TASK ITEM: Every record that follows must be duplicated exactly, with images left out.

DATA RECORDS:
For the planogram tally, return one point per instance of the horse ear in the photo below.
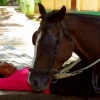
(42, 9)
(59, 16)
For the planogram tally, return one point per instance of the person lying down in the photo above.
(13, 79)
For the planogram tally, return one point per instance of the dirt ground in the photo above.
(16, 30)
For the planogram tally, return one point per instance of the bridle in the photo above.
(62, 29)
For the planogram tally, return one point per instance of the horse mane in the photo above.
(86, 16)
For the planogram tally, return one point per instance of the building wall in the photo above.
(81, 5)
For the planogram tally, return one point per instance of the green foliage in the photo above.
(18, 1)
(36, 10)
(3, 2)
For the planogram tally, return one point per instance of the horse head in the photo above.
(52, 48)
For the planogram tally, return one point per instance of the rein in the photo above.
(64, 72)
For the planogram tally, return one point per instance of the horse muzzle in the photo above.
(38, 79)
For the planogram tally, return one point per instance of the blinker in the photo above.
(50, 40)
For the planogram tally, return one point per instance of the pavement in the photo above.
(17, 30)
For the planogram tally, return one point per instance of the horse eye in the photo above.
(49, 40)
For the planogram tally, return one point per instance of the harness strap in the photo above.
(66, 74)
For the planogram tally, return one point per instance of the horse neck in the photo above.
(80, 30)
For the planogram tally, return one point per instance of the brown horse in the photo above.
(59, 35)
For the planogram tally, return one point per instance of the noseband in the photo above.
(62, 29)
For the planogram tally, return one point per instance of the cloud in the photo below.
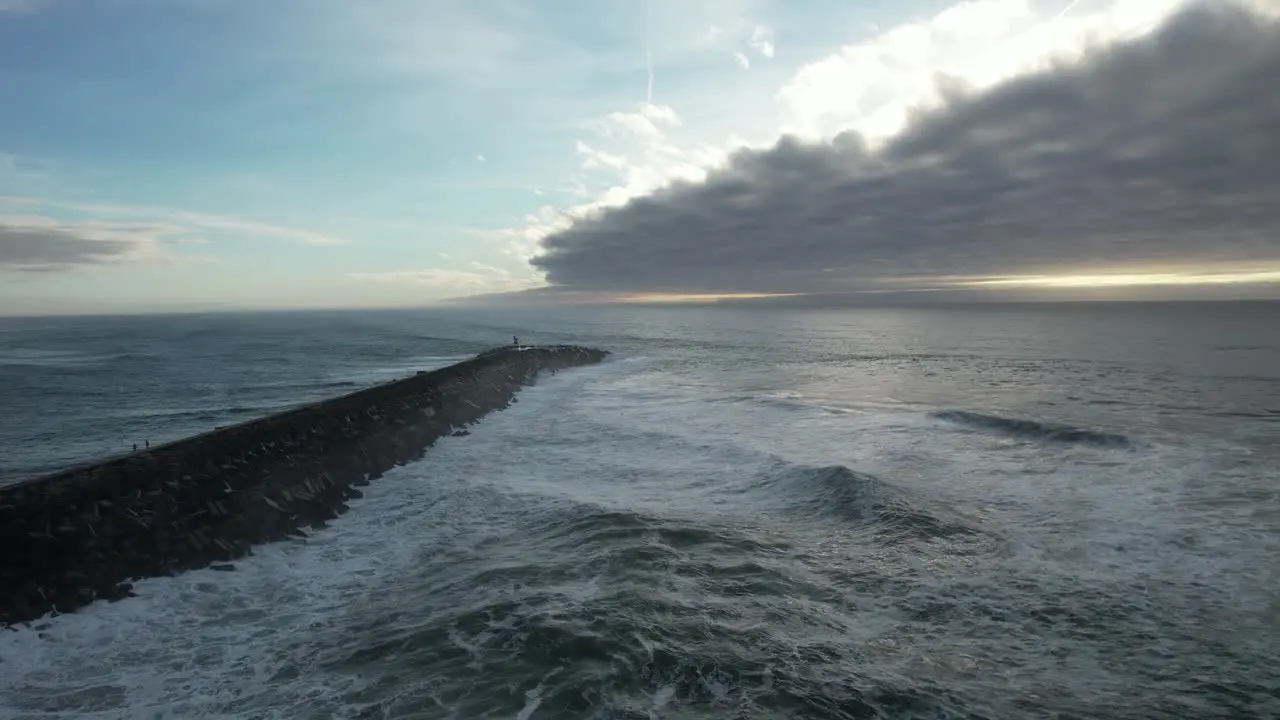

EXPECTED OUTPUT:
For the planogram tally, return one point per instance of the horse ear in the photo below.
(42, 9)
(59, 16)
For the planogram tally, return one point per instance of the person lying down in the photo above.
(13, 79)
For the planogram tally, return one point per instance of the dirt ground in the photo above.
(16, 30)
For the planogram tally, return one point per instance of the bridle in the photo above.
(62, 29)
For the planogram tally, return one point per instance of the horse mane in the photo above.
(86, 16)
For the planogram tally, return one point per instance of the building wall in the photo above.
(81, 5)
For the planogram tally, return one point per instance of the green foliage in the photo above.
(18, 1)
(36, 10)
(3, 2)
For the planogram tally, return one point per instance of the horse head in the photo above.
(52, 48)
For the planogram tally, return one point per instance of the rein in the photo above.
(64, 72)
For the planogram tally, return one point per instance of the horse muzzle in the photo above.
(38, 79)
For the planogram tally, return one point per instance of the blinker in the photo above.
(50, 40)
For the planogram tally, return one point per instance of the pavement in the photo above.
(17, 30)
For the planogram tally, return one point per instance of the horse eye in the photo above.
(49, 40)
For the planogram tally, return one point per instance of the harness strap in the photo above.
(66, 74)
For the planogram tally, return one point per instance of the horse neck in the photo above.
(80, 30)
For the planogram tally, return one point per instance of the brown horse in the photo above.
(59, 35)
For the planogram tally, return one point per instance of the noseband in the photo above.
(62, 29)
For the planogram tally, return one point per instance of the cloud in the photo below.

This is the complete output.